EXERCISE REQUIREMENTS
Convert every line of the material below into a Markdown table with the columns Row and Text, numbering the rows and skipping blank lines. Omit the pictures.

--- Start of SUPPLIED DATA ---

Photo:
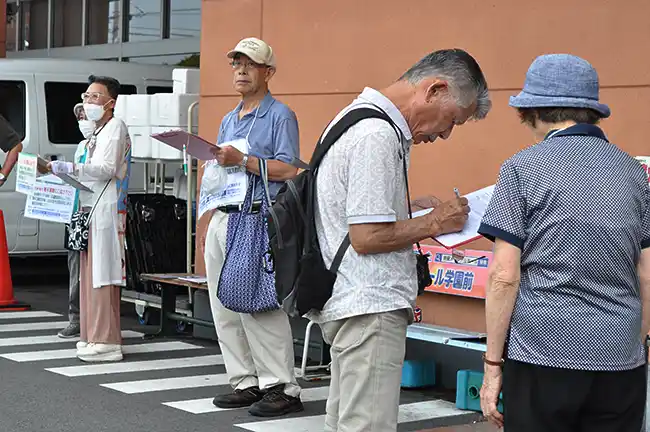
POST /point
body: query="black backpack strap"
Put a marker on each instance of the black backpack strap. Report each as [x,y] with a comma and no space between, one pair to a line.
[326,141]
[351,118]
[345,244]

--- End of SUPPLIED DATA ---

TASK RESULT
| Row | Text |
|---|---|
| 1 | Photo: |
| 2 | POST /point |
| 3 | body: query="black backpack strap" |
| 4 | Put a marker on each instance of the black backpack strap. Report each as [x,y] with a comma and no space between, one pair to a line. |
| 5 | [326,141] |
| 6 | [351,118] |
| 7 | [345,244] |